• **Prompt**
Down to the last line, the material below should be reproduced exactly.

• **Given data**

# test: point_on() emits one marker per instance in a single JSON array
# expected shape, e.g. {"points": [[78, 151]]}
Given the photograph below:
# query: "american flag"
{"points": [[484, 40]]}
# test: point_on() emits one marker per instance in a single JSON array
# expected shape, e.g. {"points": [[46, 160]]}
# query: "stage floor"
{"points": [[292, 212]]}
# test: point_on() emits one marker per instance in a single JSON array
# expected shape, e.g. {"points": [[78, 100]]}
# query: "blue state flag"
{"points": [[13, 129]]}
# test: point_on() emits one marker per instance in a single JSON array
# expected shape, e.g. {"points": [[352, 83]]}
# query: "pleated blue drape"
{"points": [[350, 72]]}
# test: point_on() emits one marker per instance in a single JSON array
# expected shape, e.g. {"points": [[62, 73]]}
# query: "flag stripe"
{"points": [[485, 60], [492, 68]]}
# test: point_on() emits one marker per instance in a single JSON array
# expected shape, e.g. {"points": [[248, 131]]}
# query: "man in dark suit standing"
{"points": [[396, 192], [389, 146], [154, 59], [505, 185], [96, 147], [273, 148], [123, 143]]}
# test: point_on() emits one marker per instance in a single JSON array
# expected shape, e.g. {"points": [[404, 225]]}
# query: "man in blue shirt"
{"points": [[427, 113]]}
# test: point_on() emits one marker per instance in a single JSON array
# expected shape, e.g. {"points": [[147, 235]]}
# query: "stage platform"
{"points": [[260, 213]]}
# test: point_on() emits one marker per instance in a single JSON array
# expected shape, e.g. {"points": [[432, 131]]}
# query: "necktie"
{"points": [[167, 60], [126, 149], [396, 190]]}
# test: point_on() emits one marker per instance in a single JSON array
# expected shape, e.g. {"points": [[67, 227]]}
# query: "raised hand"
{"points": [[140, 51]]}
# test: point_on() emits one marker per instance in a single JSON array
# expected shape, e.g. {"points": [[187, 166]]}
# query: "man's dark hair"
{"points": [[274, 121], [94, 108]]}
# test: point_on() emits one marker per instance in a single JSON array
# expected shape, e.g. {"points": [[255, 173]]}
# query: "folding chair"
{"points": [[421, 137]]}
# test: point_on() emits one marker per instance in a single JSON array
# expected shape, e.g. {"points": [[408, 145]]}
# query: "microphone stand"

• **Solution below**
# test: point_on() emits one marker per instance in a single JSON array
# expected shape, e.g. {"points": [[78, 151]]}
Given the photograph below:
# query: "american flag"
{"points": [[484, 40]]}
# test: point_on() emits one marker per instance in a single JSON array
# expected shape, e.g. {"points": [[46, 160]]}
# query: "stage floor"
{"points": [[292, 212]]}
# test: point_on() emits one marker per instance in a single JSON array
# expected shape, e.g. {"points": [[78, 100]]}
# query: "blue state flag"
{"points": [[13, 129]]}
# test: point_on() emits one marker per instance in a single JSON array
# expected shape, e.g. {"points": [[352, 83]]}
# query: "pleated blue drape"
{"points": [[350, 72]]}
# test: point_on() emits one marker per instance in a single JSON array
# expected shape, e.g. {"points": [[62, 73]]}
# query: "flag stripe"
{"points": [[485, 60], [492, 68]]}
# test: point_on() emits one marker per instance in a single JSON array
# expected shape, e.g. {"points": [[248, 131]]}
# query: "man in dark suit standing"
{"points": [[396, 192], [389, 146], [154, 59], [505, 185], [96, 147], [273, 148], [123, 143]]}
# test: point_on() emits one marker per instance in a single JSON array
# expected shape, e.g. {"points": [[404, 225]]}
# query: "man in blue shirt"
{"points": [[427, 113]]}
# test: point_on() emits one marker per instance in a single JSON array
# expected shape, e.g. {"points": [[147, 235]]}
# query: "stage platform"
{"points": [[260, 213]]}
# test: point_on() emits one marker per instance in a single JSON array
# expected shape, e.g. {"points": [[432, 131]]}
# query: "necktie"
{"points": [[167, 60], [126, 149], [396, 190]]}
# test: point_on() emits one marker per instance in a single JSON array
# expected shape, e.g. {"points": [[67, 227]]}
# query: "raised hand"
{"points": [[140, 51]]}
# test: point_on() emits one marker per instance in a single JSON array
# expected shape, e.g. {"points": [[187, 166]]}
# query: "man's dark hair"
{"points": [[274, 121], [94, 108]]}
# test: point_on() emits one marker per instance in a single JSON array
# expected shape, e.g. {"points": [[255, 173]]}
# query: "folding chair"
{"points": [[421, 137]]}
# test: point_on() emits one marker per instance in a single JSON array
# expected shape, e.g. {"points": [[408, 145]]}
# query: "microphone stand"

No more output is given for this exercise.